What is expected: Throughout the material below, tally the lines containing "sweater" and give the total with no accompanying text.

Segment Open

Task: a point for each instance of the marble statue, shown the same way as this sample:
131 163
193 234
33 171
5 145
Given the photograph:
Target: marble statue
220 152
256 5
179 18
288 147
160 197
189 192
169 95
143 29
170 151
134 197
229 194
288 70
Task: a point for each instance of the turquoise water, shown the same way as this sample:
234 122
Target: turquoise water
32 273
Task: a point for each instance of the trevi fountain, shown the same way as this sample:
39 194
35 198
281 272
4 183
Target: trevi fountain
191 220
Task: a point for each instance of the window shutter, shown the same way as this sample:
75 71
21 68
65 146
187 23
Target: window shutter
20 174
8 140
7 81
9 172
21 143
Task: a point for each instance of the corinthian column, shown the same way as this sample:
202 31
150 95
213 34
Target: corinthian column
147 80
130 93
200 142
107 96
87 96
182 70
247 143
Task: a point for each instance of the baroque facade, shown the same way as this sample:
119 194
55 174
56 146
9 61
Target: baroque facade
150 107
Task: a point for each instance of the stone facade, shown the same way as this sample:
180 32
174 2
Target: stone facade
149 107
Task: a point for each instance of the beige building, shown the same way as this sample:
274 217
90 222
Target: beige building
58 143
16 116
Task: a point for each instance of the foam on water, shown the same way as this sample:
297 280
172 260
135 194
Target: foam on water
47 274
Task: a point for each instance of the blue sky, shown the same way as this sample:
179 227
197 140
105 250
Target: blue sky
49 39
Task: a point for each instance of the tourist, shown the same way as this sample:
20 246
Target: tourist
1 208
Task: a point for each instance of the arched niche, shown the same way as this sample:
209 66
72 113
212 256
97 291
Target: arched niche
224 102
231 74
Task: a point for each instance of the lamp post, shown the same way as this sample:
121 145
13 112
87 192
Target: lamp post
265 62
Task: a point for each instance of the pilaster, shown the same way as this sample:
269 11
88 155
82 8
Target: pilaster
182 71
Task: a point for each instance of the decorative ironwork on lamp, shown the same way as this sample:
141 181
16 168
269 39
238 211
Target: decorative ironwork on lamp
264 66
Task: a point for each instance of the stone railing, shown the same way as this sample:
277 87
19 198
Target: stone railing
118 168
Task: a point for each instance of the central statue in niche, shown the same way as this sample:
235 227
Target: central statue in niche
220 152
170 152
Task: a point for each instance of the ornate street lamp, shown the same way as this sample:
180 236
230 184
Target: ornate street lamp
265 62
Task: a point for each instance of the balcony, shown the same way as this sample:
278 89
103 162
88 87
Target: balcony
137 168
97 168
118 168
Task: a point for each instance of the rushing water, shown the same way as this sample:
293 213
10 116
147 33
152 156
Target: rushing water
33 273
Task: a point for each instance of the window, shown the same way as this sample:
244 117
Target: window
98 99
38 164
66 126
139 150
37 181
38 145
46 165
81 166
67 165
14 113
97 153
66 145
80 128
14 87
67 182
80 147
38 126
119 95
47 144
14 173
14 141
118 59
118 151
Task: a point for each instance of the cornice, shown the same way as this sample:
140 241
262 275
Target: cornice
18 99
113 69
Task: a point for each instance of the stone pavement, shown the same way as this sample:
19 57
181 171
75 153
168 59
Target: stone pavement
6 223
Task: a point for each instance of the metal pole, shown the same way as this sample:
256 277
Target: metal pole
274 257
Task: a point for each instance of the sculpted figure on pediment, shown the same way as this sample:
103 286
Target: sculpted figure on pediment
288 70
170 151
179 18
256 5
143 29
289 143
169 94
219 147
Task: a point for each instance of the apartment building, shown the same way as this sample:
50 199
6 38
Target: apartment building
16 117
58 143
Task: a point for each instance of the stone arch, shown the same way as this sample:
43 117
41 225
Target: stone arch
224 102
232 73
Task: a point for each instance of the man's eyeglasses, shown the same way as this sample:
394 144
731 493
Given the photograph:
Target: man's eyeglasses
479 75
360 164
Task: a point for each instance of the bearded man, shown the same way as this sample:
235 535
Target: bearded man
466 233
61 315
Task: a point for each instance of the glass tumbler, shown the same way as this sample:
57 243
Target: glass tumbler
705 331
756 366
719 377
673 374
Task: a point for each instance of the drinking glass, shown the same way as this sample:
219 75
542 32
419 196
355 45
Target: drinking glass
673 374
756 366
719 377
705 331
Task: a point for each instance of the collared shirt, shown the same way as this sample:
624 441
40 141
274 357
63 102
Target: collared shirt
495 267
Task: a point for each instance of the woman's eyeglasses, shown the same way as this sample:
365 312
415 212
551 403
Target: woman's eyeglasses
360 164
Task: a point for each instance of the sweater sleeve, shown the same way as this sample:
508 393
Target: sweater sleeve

Segment Closed

Output for this exercise: 2